• Exercise prompt: Among the lines below, restate word for word only those from the line with "Where can you see the black" through the line with "Where can you see the diagonal", with both end lines kept.
Data for this task section start
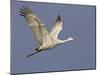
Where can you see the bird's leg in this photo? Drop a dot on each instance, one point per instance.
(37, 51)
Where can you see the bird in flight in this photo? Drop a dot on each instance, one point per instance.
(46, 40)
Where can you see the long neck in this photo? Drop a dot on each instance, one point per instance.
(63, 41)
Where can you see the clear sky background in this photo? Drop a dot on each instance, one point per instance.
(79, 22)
Data for this task section end
Data for this task section start
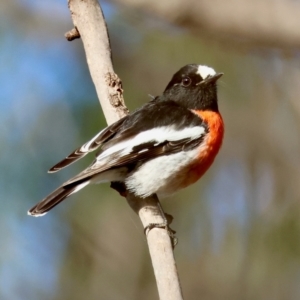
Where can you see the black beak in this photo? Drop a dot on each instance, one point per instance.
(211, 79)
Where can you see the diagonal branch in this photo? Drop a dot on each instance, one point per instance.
Data for this task section end
• Expected output:
Where can you see the black beak in this photo? Drop a dot on each instance, one point per instance.
(211, 79)
Where can you see the diagonal branch in this photo? Drop a dot on each instance, one point per instance.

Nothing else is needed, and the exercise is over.